● Work required
Reproduce the passage of the article on the Singapore apartment from "An apartment in" up to and including "things in life.".
━━ Source document
An apartment in Singapore with a special room for tea and wine appreciation
An understated home designed for a couple who enjoy the finer things in life.
It used to be that the idea of a luxurious home would require gilt touches at every turn but many homeowners who are well travelled and educated now defer to a more subtle interpretation of luxury that constitutes quality materials, thoughtful details, contemplative surroundings, bespoke touches and space for their hobbies.
“Luxury is a reflection of a life well-lived. A home is a reflection of one’s life, and it is usually inferable from the owner’s possessions that fill the space. However, we believe that an owner’s personality and tastes only evolve and is enriched with time, and that it’s the appreciation of this on-going story that really defines luxury. Every space in this home forms a part of the story of the client’s life,” said Terence Chan, the founder of Studio Terre that was engaged to design this apartment for a couple in their 30s.
“The couple share an affection for all things relating to tradition, as well as for the fine pleasures of modern day. In particular, the husband has a special fondness for tea and wine appreciation,” Chan elaborated. Formerly based in another country, they moved here to make Singapore their permanent home. The apartment is located within The Marq, a condominium in the heart of town designed by SCDA Architects. This particular 3,000 sq ft apartment came with four rooms and a lofty living room.
“Beginning from preliminary meetings, the wife had already pictured in her mind the atmosphere of their dwelling through a series of mood images. Noticing that most of the chosen images shared a similarity for tranquil and warm-toned atmospheres, we curated a palette of pared-down shades – from beige stucco finishes for the walls and ceiling to warm-grey timber panelling and matte grey stones,” explained Chan, who is trained as an architect and founded the boutique design studio in 2006.
An atmosphere of calm is perceptible upon entry from the private lift. Stepping into the corridor, one encounters a serried band of solid timber screens that hide insipid window frames. The louvres are manoeuvrable so that the owners can determine the level of shade at different times of the day. It is in a light-grey finish that was specially customised to adhere to the neutral palette the owners desired.
To the left of the foyer is the living room, and Studio Terre had emphasised the voluminous proportions with timber panelling in the same shade as the screens. It clads the walls and ceiling of the corridor, which a lower height, before curving up toward the ceiling of the taller part of the room.
The light track and air-conditioning vent were designed into the timber ceiling to maintain the streamlined interior architecture. Rounded ceiling and wall corners soften the edges in the home, highlighted architectural designer Rifdi Sng.
Hanging from the ceiling is a chandelier from Serip with glittering shards draped from a thin, bronze-coloured frame textured like tree branches. Founded in 1961 in Portugal, the lighting brand is known for organically shaped light fixtures inspired by nature. The sculptural piece is a highlight in the minimalist interior.
━━━━
━━ Items
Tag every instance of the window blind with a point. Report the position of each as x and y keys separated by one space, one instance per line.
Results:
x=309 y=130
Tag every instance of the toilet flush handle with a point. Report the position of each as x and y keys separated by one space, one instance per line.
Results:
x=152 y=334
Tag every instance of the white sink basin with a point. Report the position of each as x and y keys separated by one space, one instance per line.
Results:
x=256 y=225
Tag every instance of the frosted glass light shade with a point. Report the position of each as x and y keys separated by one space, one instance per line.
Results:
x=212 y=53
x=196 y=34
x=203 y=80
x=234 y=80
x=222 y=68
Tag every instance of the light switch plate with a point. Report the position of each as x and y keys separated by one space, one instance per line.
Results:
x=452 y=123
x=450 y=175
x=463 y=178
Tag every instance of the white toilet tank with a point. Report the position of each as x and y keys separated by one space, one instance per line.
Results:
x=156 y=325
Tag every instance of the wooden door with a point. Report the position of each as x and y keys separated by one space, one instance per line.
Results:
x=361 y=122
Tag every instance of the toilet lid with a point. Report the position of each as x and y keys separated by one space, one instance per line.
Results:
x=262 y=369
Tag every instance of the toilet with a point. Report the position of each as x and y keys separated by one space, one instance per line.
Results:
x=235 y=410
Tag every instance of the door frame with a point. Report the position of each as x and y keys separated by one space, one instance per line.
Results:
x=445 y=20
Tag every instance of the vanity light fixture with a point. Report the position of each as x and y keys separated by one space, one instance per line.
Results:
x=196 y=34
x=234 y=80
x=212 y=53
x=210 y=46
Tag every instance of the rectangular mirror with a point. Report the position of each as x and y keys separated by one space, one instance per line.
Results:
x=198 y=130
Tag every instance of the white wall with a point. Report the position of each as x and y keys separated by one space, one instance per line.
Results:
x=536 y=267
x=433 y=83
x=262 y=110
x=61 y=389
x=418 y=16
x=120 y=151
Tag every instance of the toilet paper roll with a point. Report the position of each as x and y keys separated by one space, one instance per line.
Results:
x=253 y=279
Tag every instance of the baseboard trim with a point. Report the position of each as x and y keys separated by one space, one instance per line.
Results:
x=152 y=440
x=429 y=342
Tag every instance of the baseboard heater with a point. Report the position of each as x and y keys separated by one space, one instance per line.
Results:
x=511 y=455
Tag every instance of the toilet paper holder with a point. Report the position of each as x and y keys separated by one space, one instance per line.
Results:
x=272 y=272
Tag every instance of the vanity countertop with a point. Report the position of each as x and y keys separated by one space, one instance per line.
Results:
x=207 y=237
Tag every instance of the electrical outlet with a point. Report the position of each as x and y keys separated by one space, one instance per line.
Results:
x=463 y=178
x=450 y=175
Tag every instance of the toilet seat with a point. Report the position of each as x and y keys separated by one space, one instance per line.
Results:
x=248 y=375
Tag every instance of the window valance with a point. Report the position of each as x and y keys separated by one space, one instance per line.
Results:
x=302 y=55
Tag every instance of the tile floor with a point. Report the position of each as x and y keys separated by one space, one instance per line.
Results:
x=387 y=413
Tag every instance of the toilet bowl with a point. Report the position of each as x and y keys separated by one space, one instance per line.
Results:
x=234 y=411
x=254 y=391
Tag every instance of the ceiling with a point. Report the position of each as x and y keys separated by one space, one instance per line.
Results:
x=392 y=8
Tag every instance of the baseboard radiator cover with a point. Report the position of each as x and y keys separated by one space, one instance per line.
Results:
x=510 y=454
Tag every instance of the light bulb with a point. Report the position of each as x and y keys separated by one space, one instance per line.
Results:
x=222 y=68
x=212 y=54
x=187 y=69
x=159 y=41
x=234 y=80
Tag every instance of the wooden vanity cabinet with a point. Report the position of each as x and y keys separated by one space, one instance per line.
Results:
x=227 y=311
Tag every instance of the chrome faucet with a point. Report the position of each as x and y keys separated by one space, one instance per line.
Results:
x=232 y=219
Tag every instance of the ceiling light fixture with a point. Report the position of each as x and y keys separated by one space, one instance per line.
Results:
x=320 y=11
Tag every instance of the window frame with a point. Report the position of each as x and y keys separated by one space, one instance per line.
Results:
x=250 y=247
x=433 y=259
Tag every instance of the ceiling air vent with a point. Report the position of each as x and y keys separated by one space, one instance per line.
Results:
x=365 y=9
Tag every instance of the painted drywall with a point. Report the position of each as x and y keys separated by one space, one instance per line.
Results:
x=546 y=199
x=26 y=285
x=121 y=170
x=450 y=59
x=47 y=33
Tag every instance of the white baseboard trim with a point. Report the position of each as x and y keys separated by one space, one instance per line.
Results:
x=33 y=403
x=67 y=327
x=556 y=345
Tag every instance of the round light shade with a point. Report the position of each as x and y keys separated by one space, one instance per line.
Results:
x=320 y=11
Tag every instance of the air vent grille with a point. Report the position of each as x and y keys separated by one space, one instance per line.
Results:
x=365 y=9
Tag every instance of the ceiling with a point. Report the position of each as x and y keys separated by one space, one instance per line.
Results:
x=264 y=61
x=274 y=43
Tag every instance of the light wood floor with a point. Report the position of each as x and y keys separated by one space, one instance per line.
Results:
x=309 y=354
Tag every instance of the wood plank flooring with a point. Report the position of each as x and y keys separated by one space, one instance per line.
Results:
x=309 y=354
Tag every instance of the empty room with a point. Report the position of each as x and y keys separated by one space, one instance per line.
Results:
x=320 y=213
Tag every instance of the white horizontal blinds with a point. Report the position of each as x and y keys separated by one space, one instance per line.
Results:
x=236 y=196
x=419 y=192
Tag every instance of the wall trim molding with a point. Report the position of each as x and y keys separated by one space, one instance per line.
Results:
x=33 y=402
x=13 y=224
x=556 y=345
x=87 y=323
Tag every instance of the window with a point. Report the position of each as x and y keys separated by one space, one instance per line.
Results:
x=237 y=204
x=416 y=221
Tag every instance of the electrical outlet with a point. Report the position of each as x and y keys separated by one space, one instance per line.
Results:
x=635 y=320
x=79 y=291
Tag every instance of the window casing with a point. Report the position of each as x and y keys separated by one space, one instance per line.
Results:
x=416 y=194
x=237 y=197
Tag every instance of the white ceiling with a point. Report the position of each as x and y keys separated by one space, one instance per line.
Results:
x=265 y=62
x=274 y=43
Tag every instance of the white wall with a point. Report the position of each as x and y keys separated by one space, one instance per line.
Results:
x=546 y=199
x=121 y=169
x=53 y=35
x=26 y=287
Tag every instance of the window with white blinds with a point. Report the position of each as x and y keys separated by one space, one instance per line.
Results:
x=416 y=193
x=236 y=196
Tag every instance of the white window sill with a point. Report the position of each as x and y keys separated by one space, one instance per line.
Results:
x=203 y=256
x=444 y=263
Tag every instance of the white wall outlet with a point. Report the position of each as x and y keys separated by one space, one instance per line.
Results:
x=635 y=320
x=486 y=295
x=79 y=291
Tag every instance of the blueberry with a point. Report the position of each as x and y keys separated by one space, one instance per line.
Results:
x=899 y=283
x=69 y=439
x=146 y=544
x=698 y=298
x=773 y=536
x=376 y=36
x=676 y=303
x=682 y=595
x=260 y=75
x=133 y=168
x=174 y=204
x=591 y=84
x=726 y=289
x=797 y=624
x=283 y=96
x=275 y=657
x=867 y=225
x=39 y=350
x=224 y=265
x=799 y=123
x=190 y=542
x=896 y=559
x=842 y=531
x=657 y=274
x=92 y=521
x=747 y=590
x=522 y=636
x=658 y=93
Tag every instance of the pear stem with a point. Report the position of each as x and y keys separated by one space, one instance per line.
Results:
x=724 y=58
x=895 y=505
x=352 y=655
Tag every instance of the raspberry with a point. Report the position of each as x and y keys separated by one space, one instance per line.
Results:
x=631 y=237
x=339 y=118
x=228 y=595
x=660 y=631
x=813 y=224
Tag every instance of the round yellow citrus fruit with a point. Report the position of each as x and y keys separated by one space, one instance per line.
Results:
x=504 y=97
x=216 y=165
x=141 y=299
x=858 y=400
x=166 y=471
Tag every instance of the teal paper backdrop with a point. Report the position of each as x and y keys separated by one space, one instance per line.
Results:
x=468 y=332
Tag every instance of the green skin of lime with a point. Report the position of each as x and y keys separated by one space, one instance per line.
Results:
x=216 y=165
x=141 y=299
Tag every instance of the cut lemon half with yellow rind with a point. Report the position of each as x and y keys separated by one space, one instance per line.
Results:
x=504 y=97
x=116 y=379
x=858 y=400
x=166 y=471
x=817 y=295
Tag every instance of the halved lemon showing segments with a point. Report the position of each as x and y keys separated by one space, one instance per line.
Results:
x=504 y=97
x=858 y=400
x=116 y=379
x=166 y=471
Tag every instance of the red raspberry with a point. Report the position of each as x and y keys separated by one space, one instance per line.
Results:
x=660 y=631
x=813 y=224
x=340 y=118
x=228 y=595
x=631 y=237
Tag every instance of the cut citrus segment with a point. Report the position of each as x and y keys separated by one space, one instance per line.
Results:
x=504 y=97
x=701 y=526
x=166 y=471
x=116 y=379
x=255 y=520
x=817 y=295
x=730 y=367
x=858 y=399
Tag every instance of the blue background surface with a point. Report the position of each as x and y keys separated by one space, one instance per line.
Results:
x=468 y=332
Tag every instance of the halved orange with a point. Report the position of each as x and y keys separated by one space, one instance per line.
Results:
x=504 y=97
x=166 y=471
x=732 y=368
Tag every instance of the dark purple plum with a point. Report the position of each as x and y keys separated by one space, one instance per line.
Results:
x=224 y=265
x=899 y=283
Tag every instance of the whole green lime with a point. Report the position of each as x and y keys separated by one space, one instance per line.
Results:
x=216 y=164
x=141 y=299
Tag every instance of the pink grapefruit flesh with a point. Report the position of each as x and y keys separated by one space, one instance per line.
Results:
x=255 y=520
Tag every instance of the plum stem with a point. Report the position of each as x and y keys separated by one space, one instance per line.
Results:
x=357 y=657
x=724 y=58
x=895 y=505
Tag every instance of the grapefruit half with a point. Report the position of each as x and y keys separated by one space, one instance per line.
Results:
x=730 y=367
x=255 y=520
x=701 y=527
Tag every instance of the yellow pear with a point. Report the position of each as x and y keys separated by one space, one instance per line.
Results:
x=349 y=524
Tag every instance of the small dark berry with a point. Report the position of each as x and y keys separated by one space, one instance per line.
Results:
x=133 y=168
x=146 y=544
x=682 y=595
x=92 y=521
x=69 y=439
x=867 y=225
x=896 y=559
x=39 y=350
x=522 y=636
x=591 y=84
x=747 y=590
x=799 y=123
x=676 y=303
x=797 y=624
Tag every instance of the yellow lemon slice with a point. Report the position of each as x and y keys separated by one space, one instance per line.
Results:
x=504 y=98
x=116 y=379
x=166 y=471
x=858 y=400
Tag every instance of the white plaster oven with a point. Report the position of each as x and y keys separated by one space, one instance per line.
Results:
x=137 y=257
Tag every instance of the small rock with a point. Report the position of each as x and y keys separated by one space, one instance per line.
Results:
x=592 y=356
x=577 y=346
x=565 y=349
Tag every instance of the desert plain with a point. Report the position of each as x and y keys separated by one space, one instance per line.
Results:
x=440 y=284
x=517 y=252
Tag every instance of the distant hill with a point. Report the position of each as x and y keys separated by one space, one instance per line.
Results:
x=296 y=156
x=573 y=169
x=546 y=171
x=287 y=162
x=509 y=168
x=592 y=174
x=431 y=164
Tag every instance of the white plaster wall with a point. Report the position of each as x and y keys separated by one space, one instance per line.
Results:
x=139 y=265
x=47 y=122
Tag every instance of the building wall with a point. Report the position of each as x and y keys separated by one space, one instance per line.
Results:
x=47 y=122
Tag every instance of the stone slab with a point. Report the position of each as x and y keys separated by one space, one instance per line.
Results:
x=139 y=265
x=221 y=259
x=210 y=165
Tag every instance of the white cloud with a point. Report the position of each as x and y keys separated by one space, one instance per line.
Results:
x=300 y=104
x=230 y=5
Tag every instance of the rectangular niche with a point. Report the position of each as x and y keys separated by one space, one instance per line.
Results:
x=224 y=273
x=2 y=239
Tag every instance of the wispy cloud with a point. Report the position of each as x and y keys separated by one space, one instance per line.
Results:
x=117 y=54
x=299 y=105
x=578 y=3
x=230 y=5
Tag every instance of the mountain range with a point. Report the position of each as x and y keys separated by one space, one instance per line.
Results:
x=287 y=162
━━━━
● Result of the exercise
An apartment in Singapore with a special room for tea and wine appreciation
An understated home designed for a couple who enjoy the finer things in life.